STATED EXERCISE: Please rewrite the records below, replacing "marker" with "pin" wherever it occurs and leaving everything else unchanged.

SOURCE DATA:
────────────────────────────────────────

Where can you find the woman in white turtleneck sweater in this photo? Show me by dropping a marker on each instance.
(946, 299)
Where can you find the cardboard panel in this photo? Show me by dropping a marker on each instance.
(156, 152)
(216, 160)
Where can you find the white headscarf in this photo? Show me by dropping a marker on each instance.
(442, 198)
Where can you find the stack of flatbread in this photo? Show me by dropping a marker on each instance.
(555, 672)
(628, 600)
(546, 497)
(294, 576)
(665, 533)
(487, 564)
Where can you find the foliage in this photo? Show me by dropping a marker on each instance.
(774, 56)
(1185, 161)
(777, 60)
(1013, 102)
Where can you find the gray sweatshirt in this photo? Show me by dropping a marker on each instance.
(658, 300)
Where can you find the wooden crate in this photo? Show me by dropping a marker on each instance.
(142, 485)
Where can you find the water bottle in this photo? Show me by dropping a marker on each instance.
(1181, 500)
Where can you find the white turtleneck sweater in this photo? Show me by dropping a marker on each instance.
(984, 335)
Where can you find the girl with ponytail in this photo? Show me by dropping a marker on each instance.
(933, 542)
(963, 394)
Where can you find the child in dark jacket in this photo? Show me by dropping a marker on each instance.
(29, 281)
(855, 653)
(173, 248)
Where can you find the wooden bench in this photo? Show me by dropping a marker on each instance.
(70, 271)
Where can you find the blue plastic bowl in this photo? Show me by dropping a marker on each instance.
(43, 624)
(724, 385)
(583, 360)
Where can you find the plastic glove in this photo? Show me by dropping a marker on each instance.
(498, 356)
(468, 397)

────────────────────────────────────────

RESULT BELOW:
Where can you find the woman in white turtleneck sweater in this photo? Show me by dropping a pin on each instance.
(946, 299)
Where can you find the cardboard panel in this photo? Show me by dropping a pin on each instance.
(156, 152)
(216, 160)
Where can you find the white headscarf in this photo? Show me by dropping a pin on each instance.
(442, 198)
Where can you find the stack of flatbread in this photo? Show me by dropping a pin on each instance.
(555, 672)
(628, 600)
(546, 497)
(294, 576)
(665, 533)
(487, 564)
Where can you find the foliage in this photo? Show me by dropping a pin on each instance.
(774, 56)
(1185, 161)
(777, 60)
(1013, 102)
Where can you find the gray sweatshirt in this photo? Show me by dropping a pin on each instance.
(658, 300)
Where can you find the wooden crate in this photo? Show me by dropping a pin on each instance.
(142, 485)
Where can you find the water bottle in this photo? Show me by dropping a pin on each instance.
(1181, 500)
Where can you find the white turtleneck sweater in this photo? Show me by dropping a pin on each instance.
(984, 335)
Where can you find the girl with ponytail in this photo? Show me by dropping a pin on each instance.
(933, 542)
(963, 394)
Where can you find the child in dark jacket in this photo? Show me by dropping a pin on each instance.
(29, 281)
(855, 653)
(173, 248)
Where can you find the wooden bench in this photo? Show me by dropping a pin on each instance.
(70, 271)
Where can you find the blue plastic bowl in this photo? Show me by dropping a pin on each instance.
(43, 624)
(724, 385)
(583, 360)
Where can you find the plastic glove in this photo? Show me by dropping a pin on each instance.
(498, 356)
(468, 397)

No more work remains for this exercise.